----- 本文
プラグマティックな回路

書きたい候補が三つあって、帰り道にすこし悩みました。その三つはそれぞれ、「ちょっと下ネタ」、「よくできたネタ」、「まじめな話」というジャンルに大まかには分けられると思います。が、まずは下ネタ自粛令がまだ有効なので一つ消える。残る二つの選択肢で悩み、ここしばらくのテンションだったら間違いなく「よくできたネタ」を選んだところなのですが、そして帰り道を歩いている段階ではそれを選ぼうと思っていたのですが、でもなんだか気分が沈むので「まじめな話」を書くことにいまさっき決めました。

哲学のひとつのジャンルにプラグマティズムというものがあります。ウィキペディアを見ると、実用主義道具主義実用主義といった風に訳されるらしいですが、個人的には実践主義と訳す方がしっくりきます。ジョン・デューイウィリアム・ジェイムズといった人がその始祖にあたるのですが(ぼくはパースをここに加えるのにはちょっと違和感があります)、哲学というものがソクラテスの時代から始まるのだとすれば、このプラグマティズムはたかだか百年そこらの歴史を有するにすぎない、きわめて若輩だということになります。しかしながら、このプラグマティズムは哲学の歴史の若い一分岐とすることはできません。

哲学の歴史は、つねに超越的な存在の探究として続いてきました。超越的な存在というのは、時間とともに移り変わっていったりはしない存在のことです。たとえば真理や神、といったものがそれにあたるでしょう。ソクラテスがこの超越的なものを思考する道を開き、プラトンがそれを「イデア」として定式化したというのが西洋哲学の第一歩です。

この点からすれば、プラグマティズムは哲学ではないということになります。というのもプラグマティズムは、超越的な存在の探究は不可能である、という点から出発するからです。しかしながらそれは、不可能なものを不可能なものとして追求するという、これまた哲学的な否定神学とはまったく異なっています。プラグマティズムの姿勢は、それが現実にどのような効果を与えるのか、という関心からのみ出発する点にあります。
----------
----- データ一覧
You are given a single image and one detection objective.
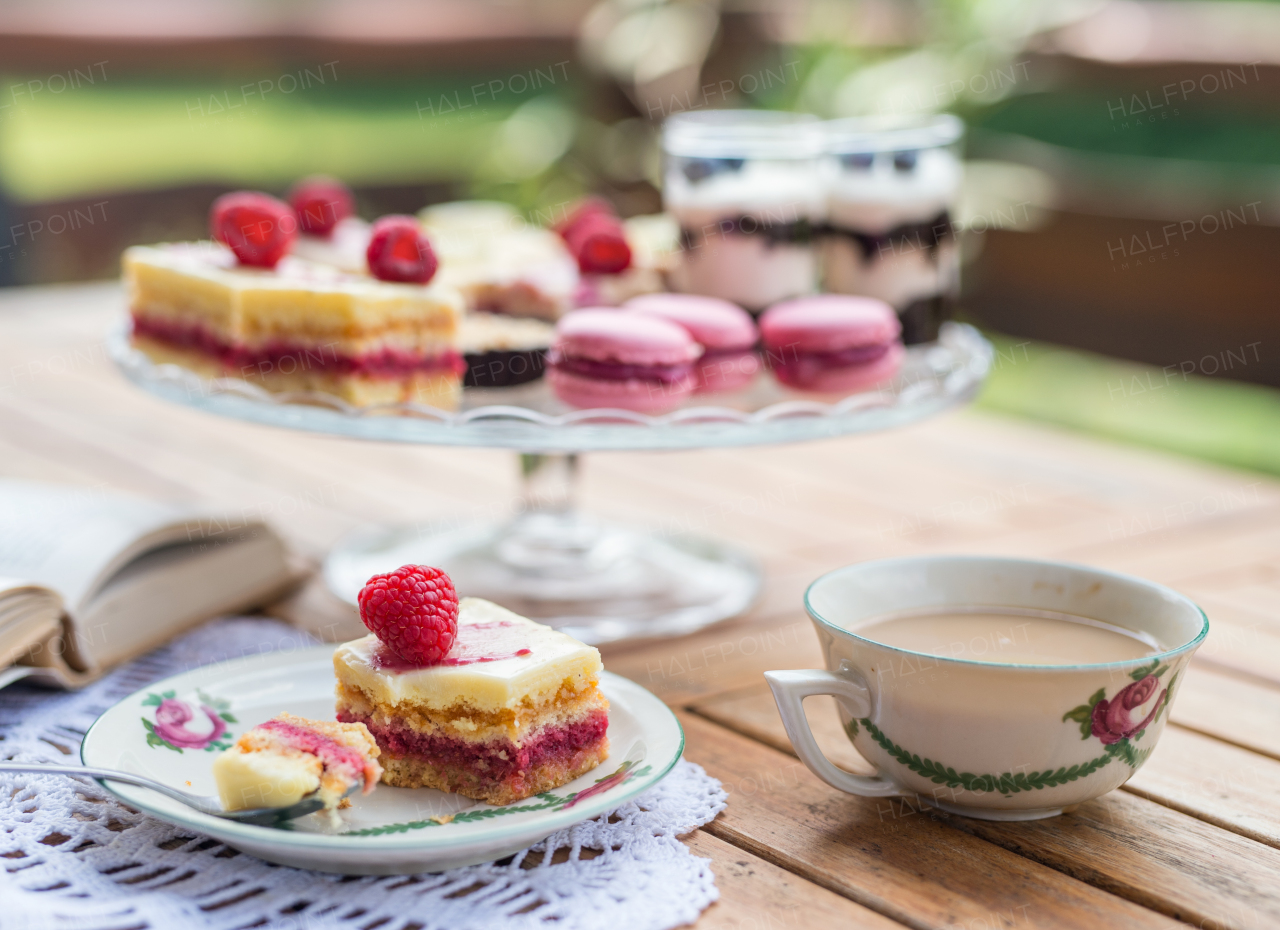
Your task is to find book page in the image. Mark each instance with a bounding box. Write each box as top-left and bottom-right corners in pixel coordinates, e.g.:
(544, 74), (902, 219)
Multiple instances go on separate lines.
(0, 480), (198, 615)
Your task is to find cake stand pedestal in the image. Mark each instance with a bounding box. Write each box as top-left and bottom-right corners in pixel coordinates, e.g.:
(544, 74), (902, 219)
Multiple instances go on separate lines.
(109, 324), (992, 643)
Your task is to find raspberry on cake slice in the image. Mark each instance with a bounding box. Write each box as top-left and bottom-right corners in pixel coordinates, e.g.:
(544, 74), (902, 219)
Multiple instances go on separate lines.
(334, 565), (609, 805)
(214, 714), (383, 811)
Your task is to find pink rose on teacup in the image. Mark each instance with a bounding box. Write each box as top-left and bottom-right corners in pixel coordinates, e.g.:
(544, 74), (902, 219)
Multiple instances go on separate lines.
(1093, 675), (1169, 745)
(155, 697), (227, 750)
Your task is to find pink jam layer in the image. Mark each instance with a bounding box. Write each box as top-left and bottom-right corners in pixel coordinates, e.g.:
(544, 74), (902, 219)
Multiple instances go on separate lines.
(133, 313), (467, 379)
(550, 354), (694, 384)
(338, 710), (609, 784)
(371, 620), (534, 672)
(257, 720), (378, 793)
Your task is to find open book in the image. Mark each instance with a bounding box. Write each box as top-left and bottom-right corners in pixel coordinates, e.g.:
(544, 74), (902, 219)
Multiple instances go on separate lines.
(0, 480), (298, 687)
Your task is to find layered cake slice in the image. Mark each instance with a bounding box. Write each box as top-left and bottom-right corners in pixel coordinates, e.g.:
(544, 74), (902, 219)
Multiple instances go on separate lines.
(124, 243), (465, 409)
(334, 565), (609, 805)
(214, 714), (383, 811)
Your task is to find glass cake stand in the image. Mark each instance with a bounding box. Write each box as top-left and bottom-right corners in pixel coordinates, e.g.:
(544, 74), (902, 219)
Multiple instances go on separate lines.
(108, 322), (992, 643)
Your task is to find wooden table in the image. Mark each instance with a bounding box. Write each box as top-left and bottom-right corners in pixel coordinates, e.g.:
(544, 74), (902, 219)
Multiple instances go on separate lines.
(0, 285), (1280, 930)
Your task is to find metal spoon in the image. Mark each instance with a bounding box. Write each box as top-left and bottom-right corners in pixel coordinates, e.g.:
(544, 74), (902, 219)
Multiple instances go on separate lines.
(0, 762), (361, 826)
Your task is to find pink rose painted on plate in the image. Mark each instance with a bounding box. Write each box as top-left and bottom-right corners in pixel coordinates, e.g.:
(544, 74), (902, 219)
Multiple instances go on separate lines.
(1091, 675), (1169, 746)
(142, 691), (236, 752)
(156, 697), (227, 750)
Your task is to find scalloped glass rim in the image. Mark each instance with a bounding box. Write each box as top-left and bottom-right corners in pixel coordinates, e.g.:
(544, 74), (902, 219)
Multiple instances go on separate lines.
(108, 322), (992, 452)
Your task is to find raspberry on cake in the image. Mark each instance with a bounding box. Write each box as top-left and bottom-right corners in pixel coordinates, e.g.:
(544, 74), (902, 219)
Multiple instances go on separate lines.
(214, 714), (383, 811)
(333, 596), (609, 805)
(124, 243), (463, 409)
(419, 201), (579, 321)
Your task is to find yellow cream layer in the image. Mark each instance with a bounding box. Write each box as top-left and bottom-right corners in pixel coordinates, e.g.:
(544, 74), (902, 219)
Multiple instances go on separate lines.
(123, 243), (462, 348)
(333, 597), (603, 713)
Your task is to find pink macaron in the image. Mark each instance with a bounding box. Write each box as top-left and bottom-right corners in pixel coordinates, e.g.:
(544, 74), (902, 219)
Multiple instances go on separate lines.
(760, 294), (905, 393)
(547, 307), (703, 413)
(622, 294), (763, 394)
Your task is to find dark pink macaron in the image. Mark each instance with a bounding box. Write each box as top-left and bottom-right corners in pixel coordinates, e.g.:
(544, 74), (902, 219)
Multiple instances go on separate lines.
(760, 294), (905, 393)
(622, 294), (762, 393)
(547, 307), (703, 413)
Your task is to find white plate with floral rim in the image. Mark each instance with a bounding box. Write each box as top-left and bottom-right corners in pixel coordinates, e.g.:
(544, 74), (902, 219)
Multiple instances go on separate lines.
(81, 646), (685, 875)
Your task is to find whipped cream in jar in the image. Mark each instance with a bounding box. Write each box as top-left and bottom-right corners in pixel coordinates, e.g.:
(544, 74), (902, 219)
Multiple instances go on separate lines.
(662, 110), (826, 312)
(822, 114), (964, 345)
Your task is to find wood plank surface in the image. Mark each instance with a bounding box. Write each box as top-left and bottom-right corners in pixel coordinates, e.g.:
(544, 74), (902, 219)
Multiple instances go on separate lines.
(686, 830), (902, 930)
(681, 714), (1172, 927)
(691, 669), (1280, 854)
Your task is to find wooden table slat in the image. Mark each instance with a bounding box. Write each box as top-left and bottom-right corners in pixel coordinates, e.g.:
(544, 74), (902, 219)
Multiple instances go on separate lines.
(681, 714), (1172, 930)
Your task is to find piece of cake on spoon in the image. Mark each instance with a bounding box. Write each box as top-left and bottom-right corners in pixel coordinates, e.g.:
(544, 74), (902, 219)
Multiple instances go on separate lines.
(333, 565), (609, 805)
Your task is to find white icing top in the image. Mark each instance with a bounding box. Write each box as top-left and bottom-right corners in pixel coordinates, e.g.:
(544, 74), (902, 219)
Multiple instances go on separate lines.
(333, 597), (603, 711)
(291, 216), (372, 275)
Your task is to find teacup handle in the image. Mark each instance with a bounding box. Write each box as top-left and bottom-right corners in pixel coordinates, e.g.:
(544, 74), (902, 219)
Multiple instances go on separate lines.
(764, 669), (902, 797)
----------
**取り組む課題**.
1 > 本文によれば、プラトンは超越的なものを何として定式化したか答えなさい。
2 > 本文に名前が出てくる人物をすべて挙げなさい。
3 > プラグマティズムを論じた本文を、最後の文のあとから書き継ぎなさい。
これらの記録は本文とは関係がありません。

**演習の解答**.
1 > 「イデア」として定式化した。

2 > ジョン・デューイ、ウィリアム・ジェイムズ、パース、ソクラテス、プラトン

3 >
たとえば「神とは何か?」という古典的な問いがありますが、この問いに対するプラグマティズムの態度は明快です。つまり、「神とは神という観念が現実にもたらす効果のことである」ということです。神が「実在する」かどうかはわかりませんが、神という観念が存在することは確かです。そして現実の世界は、その神という観念に大きく影響を受けています。神という名においてなされた戦争はおそらく数えきれないでしょう。プラグマティズムが理解する神とは、神の実在うんぬんではなく、神という観念が現実世界にもたらしている効果の総体なのです。それは、神は実在する/実在しないという問いのあり方とはまったく別のところに位置しています。プラグマティズムは「神は存在しない」などと主張することは決してなく、端的にそういった問いには無関心であるのです。このことをさらに一般的な次元に言い換えると、プラグマティズムは超越的な次元が存在するかしないのか、それぞれの超越的な存在の本質はなんなのか、という問いには端的に無関心である、ということです。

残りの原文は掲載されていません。